Start of EXERCISE PASSAGE
Beekeeping or apiculture may not be the most sophisticated job in the world, but it’s a hero’s job. And to be successful at it, you need to be really keen and patient. Anyone can “bee” a hero in their own backyards and get a sweet reward.
We all know bees are not the friendliest of insects; they buzz, they sting and they only answer to one queen. But more than that, bees play a crucial role in the environment. They pollinate most plants and crops we eat from and they produce honey. In fact, one third of the global food supply rely on bees pollinating our food sources.
However, for a lot of reasons such as industrial pesticide use and climate change, bee populations have started to decline. And beekeepers do a lot to save them. You can too, if you are willing to keep some buzzing bees in your backyard. Learn how at our What’s the Buzz: Backyard Beekeeping workshop.
For John Faherty, all it took was one summer job experience as an apiarist to start his own beekeeping journey. With a goal to save bees, produce pure honey and share knowledge with people, John carried on with the mission of setting up a beehive in every postcode in Perth. He started his beekeeping and honey business, Postcode Honey and with partner Nicole Stoffers, they have been able to create hives in about 50 postcodes in and around the city.
End of EXERCISE PASSAGE
Start of DATASET CONTENT
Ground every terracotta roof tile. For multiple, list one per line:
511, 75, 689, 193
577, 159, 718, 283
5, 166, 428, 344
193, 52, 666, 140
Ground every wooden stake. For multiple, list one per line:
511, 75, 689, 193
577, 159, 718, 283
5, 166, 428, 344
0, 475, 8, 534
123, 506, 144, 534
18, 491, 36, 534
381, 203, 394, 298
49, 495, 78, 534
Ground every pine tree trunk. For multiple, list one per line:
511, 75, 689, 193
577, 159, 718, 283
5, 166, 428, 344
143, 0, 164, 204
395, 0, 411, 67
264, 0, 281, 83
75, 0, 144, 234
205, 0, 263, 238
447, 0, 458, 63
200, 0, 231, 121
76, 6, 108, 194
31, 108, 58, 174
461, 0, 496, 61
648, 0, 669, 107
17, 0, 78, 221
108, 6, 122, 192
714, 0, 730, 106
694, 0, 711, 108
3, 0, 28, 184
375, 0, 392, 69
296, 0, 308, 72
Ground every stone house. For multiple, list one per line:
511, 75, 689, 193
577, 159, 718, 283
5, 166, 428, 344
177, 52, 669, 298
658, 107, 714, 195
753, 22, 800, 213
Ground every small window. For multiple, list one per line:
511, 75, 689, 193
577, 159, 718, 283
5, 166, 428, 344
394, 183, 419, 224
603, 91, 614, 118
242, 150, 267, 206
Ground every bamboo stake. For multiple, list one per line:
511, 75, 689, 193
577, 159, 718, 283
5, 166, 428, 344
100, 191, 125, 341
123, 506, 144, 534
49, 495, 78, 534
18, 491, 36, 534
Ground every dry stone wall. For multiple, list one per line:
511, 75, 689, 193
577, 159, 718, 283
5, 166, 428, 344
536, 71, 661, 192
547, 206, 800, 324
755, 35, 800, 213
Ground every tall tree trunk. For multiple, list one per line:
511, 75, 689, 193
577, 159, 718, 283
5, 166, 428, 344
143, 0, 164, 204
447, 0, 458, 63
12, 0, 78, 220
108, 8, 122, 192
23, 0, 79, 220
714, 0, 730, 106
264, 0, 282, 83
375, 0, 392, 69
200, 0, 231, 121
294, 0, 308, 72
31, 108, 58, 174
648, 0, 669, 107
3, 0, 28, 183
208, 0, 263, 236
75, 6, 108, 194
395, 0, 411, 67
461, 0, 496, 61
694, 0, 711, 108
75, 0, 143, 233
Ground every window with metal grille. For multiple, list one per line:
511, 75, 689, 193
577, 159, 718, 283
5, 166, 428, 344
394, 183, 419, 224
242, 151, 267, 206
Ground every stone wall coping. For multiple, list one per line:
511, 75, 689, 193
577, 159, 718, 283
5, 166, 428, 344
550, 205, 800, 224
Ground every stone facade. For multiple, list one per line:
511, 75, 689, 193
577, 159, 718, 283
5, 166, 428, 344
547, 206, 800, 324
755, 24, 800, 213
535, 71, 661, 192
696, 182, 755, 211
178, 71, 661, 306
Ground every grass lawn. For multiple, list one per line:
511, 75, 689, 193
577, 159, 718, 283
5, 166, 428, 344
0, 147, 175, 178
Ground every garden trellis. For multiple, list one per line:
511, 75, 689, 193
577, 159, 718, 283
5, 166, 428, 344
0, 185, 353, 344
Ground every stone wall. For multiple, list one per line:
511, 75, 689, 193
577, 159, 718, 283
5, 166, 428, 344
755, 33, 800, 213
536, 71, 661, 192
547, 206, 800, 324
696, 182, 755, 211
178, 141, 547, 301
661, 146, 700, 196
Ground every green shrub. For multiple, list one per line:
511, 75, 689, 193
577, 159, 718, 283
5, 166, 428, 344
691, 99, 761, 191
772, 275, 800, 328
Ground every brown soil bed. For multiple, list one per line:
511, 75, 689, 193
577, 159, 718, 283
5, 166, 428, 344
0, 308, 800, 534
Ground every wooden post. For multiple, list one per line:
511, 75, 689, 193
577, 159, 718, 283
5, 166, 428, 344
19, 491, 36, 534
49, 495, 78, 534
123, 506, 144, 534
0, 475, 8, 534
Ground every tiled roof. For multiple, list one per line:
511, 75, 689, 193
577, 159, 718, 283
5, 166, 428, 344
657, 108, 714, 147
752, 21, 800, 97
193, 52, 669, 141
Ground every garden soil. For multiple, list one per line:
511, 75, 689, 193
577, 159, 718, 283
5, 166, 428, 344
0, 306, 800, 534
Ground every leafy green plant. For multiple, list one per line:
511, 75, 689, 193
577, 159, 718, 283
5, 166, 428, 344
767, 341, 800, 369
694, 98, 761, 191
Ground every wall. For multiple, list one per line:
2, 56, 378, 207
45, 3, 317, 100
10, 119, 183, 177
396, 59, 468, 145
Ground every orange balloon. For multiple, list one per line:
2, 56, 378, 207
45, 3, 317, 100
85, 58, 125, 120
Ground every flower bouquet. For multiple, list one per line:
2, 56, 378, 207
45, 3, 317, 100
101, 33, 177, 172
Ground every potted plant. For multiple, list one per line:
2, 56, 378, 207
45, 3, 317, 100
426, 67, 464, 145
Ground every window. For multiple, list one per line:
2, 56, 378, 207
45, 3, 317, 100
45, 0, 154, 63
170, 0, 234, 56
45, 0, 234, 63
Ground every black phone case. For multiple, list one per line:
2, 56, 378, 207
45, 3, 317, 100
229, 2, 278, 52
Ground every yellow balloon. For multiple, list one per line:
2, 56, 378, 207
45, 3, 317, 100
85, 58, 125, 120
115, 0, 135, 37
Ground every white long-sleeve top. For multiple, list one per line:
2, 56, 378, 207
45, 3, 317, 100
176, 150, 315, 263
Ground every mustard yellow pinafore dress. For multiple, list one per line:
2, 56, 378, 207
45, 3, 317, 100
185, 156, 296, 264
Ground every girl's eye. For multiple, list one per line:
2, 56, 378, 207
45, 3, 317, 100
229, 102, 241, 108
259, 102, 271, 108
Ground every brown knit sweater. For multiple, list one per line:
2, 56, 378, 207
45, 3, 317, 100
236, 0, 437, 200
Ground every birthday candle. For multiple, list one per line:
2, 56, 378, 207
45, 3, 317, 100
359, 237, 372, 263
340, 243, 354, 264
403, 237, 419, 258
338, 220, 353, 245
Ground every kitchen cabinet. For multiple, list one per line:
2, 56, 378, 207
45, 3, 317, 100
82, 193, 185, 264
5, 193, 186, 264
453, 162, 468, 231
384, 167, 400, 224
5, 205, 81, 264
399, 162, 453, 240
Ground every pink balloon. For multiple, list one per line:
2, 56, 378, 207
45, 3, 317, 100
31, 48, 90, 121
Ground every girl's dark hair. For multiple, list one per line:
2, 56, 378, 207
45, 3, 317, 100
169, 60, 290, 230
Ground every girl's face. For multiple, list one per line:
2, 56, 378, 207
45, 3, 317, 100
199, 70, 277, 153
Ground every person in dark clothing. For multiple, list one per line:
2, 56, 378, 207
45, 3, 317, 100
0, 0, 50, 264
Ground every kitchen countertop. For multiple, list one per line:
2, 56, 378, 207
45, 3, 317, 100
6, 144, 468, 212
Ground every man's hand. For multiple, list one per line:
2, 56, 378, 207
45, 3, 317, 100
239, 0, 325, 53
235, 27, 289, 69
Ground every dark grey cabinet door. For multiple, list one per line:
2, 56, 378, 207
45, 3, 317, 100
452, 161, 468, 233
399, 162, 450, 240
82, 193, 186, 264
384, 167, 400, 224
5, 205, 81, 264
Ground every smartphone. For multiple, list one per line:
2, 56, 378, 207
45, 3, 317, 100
End of DATASET CONTENT
> TASK LIST:
1) Rewrite the beekeeping passage between "Beekeeping or apiculture" and "our food sources.", inclusive, changing "insects" to "creatures".
2) Carry the beekeeping passage forward from its last sentence.

> ANSWERS TO THE TASKS:
1)
Beekeeping or apiculture may not be the most sophisticated job in the world, but it’s a hero’s job. And to be successful at it, you need to be really keen and patient. Anyone can “bee” a hero in their own backyards and get a sweet reward.
We all know bees are not the friendliest of creatures; they buzz, they sting and they only answer to one queen. But more than that, bees play a crucial role in the environment. They pollinate most plants and crops we eat from and they produce honey. In fact, one third of the global food supply rely on bees pollinating our food sources.

2)
Beekeeping goes beyond just collecting honey. There are a lot of reasons why one becomes a beekeeper. Here are just some good traits you can develop as a beekeeper, according to John.
Learning to be patient
Working with bees and having a relationship with them are two different things. If anything, the latter is harder to do. As a beekeeper, you’ll learn how to keep up with bees and respect their wonderful work. In fact, the less you disturb them, the more they can work. All you have to do is wait and focus on keeping your garden beautiful and healthy.
Turning into keen observers of nature
Beekeepers learn the phrase “The world does not spin around you,” in a very interesting way. Once you start working with bees, your awareness of the environment surrounding you will immediately increase. You’ll grow an interest in tracking weather for honey production. You’ll want to educate yourself on what crops grow near you or what flowers bloom during a particular season so you’ll know where your bees collect nectar from.
Having the best smelling and most productive gardens
When you become a beekeeper, your garden turns into a hub of activity. You will not just be watering plants and singing in the garden anymore, waiting for flowers to bloom, but hearing buzzing sounds and watching busy bees fly in and out of their hives as they work all day long. And since bees collect nectar from flowers and pollinate plants, you’ll always be waking up to the smell of the best blooming garden in town.
Being generous and always willing to share information
Whether you live in a huge or small city, keeping bees and selling honey to your neighbors will have you building a connection to your community. You will be surprised by how many people actually love pure and local honey. And with any luck, they might even start asking you about beekeeping, which you will be thrilled to answer of course!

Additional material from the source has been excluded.